Saved entries

········

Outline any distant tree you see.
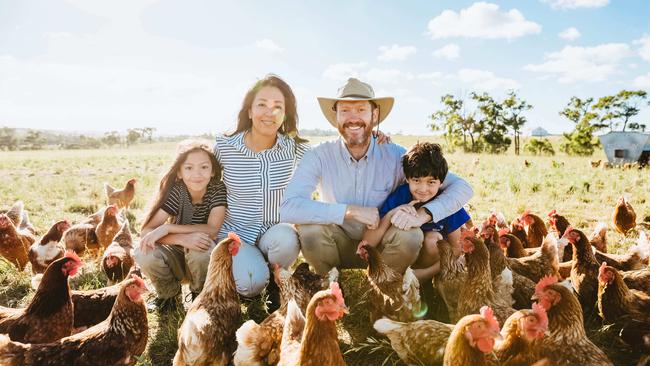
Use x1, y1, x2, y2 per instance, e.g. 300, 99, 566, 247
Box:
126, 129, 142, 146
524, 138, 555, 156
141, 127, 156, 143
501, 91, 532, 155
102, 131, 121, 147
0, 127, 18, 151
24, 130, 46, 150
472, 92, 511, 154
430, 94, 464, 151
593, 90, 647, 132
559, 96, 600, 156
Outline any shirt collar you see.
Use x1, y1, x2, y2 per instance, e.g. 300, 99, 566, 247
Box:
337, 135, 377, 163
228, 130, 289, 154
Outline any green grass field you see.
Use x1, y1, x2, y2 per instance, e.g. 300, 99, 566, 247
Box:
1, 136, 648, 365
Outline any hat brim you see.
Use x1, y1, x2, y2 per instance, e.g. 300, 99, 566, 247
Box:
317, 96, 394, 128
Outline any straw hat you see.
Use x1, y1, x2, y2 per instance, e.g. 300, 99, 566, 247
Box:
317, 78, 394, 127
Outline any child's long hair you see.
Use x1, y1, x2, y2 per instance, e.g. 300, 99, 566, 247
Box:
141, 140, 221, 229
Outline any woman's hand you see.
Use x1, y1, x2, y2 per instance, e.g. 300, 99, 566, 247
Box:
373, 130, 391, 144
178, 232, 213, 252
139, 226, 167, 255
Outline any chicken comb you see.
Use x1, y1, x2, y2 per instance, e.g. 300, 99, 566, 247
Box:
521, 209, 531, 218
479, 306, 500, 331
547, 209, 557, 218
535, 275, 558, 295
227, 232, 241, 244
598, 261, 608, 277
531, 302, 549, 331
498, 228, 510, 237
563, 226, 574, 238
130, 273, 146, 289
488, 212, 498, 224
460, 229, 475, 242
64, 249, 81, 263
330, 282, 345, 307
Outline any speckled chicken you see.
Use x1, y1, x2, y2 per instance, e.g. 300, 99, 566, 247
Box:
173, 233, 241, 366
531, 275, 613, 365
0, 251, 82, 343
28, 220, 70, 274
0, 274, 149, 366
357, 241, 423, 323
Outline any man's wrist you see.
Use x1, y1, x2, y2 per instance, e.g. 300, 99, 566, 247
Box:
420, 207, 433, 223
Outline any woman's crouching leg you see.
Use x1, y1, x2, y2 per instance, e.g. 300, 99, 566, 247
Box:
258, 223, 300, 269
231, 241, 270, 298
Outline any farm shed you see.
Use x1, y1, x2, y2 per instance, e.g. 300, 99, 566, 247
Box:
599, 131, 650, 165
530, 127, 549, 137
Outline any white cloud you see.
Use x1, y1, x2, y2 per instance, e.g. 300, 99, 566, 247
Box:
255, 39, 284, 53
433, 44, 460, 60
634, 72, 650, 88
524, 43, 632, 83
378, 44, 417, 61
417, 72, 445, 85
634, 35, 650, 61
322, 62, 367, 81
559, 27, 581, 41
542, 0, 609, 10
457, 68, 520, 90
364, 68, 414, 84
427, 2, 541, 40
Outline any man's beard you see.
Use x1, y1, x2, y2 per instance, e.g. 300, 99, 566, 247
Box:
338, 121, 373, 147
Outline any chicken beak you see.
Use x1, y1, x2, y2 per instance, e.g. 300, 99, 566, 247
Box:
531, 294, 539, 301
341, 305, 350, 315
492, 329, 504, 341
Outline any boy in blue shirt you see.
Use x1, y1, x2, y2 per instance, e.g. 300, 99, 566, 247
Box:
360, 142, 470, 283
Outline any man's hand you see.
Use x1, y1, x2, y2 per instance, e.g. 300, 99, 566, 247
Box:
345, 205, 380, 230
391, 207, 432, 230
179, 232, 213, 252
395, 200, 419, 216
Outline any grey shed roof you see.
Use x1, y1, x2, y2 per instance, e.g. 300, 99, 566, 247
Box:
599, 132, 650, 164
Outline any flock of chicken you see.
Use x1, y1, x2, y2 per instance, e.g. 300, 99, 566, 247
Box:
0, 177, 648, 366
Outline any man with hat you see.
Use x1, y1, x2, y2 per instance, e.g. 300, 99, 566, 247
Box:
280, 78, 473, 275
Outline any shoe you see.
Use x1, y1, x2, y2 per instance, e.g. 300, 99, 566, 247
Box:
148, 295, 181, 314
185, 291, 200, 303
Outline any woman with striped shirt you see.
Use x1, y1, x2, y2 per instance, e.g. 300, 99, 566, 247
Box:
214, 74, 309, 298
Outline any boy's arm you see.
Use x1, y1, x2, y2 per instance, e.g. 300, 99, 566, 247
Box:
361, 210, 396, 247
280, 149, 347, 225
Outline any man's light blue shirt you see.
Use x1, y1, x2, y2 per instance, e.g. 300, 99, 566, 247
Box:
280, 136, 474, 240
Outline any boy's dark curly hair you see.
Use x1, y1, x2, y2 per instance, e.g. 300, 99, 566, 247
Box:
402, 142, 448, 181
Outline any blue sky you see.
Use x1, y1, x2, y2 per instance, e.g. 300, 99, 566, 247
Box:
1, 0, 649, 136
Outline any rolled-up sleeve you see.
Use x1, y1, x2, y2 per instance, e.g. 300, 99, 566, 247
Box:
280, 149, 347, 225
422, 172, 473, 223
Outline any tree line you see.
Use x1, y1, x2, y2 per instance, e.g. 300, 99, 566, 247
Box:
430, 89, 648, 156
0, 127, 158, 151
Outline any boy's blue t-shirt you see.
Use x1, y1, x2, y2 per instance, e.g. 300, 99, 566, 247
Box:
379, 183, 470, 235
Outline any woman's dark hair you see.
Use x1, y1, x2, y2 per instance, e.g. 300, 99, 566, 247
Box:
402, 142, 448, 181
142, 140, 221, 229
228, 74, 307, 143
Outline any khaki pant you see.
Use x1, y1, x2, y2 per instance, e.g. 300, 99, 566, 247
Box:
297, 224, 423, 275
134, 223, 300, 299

········

WHAT THE EXERCISE ASKS:
Lines with "hair" in them are what the answer must contain; copy each from the records above.

SOLUTION TO THIS EXERCISE:
Outline any child's long hair you see.
Outline any boy's dark curly hair you see.
Outline any woman's dark hair you see.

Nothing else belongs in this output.